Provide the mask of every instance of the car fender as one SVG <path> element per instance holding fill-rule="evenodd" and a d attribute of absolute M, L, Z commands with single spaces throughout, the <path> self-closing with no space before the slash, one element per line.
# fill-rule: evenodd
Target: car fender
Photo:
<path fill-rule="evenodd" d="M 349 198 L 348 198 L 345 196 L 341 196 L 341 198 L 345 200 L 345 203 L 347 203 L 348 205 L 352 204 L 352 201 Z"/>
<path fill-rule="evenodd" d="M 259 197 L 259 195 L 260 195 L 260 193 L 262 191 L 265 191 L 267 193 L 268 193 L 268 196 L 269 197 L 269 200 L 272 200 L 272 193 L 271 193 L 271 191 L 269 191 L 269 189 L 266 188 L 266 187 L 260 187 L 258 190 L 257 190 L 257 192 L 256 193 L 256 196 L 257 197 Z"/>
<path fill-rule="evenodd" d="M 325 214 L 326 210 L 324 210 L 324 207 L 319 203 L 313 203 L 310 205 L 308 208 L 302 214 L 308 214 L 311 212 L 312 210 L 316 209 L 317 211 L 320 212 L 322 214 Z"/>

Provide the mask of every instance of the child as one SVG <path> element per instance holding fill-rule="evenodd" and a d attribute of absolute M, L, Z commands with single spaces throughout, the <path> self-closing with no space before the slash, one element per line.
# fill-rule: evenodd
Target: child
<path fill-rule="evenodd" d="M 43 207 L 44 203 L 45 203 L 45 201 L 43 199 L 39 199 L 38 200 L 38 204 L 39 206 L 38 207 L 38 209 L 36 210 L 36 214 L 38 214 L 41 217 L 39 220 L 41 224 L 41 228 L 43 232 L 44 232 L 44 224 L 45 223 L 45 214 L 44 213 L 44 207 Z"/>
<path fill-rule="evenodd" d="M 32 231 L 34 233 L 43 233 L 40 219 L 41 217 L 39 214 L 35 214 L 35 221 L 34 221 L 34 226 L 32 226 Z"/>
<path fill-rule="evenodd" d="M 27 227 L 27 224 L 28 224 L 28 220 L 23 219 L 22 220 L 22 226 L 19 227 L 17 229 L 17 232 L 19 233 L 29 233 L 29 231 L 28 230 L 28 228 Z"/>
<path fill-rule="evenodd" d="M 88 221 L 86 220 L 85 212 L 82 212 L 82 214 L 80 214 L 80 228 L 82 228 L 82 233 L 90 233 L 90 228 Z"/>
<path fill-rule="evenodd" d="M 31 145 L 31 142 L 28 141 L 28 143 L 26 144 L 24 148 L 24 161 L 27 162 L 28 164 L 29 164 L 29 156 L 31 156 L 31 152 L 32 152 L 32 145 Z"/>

[Given task]
Copy every line of the data above without changing a single character.

[Answer for the task]
Provide the mask of every instance of the car fender as one SVG <path> element per instance holding fill-rule="evenodd" and a d attribute of absolute M, L, Z commands with single spaces throughout, the <path> self-closing with no space before the slash, one element per line.
# fill-rule: evenodd
Target: car fender
Photo:
<path fill-rule="evenodd" d="M 349 198 L 348 198 L 345 196 L 341 196 L 341 198 L 345 200 L 345 203 L 347 203 L 348 205 L 352 204 L 352 201 Z"/>
<path fill-rule="evenodd" d="M 259 197 L 259 195 L 260 195 L 260 193 L 262 191 L 265 191 L 267 193 L 268 193 L 268 196 L 269 197 L 269 200 L 272 200 L 272 193 L 271 193 L 271 191 L 269 191 L 269 189 L 266 188 L 266 187 L 260 187 L 258 190 L 257 190 L 257 192 L 256 193 L 256 196 L 257 197 Z"/>
<path fill-rule="evenodd" d="M 325 214 L 326 210 L 324 210 L 324 207 L 319 203 L 313 203 L 310 205 L 308 208 L 302 214 L 308 214 L 311 212 L 312 210 L 316 209 L 317 211 L 320 212 L 322 214 Z"/>

Provide the mask of every instance of the child as one SVG <path> element per instance holding fill-rule="evenodd" and a d attribute of absolute M, L, Z commands with single spaces throughout, the <path> self-closing with no space before the slash, one element per line.
# fill-rule: evenodd
Target: child
<path fill-rule="evenodd" d="M 43 207 L 44 203 L 45 203 L 45 201 L 43 199 L 39 199 L 38 200 L 38 204 L 39 206 L 38 207 L 38 209 L 36 210 L 36 214 L 38 214 L 41 217 L 39 220 L 41 224 L 41 228 L 43 232 L 44 232 L 44 224 L 45 223 L 45 214 L 44 213 L 44 207 Z"/>
<path fill-rule="evenodd" d="M 32 231 L 34 233 L 43 233 L 40 219 L 41 217 L 39 214 L 35 214 L 35 221 L 34 221 L 34 226 L 32 226 Z"/>
<path fill-rule="evenodd" d="M 27 227 L 27 224 L 28 224 L 28 220 L 23 219 L 22 220 L 22 226 L 19 227 L 17 229 L 17 232 L 19 233 L 29 233 L 29 231 L 28 230 L 28 228 Z"/>
<path fill-rule="evenodd" d="M 88 221 L 86 220 L 85 212 L 82 212 L 82 214 L 80 214 L 80 228 L 82 228 L 82 233 L 90 233 L 90 228 Z"/>
<path fill-rule="evenodd" d="M 31 145 L 31 142 L 28 141 L 28 143 L 26 144 L 24 148 L 24 161 L 27 162 L 28 164 L 29 164 L 29 156 L 31 156 L 31 152 L 32 152 L 32 145 Z"/>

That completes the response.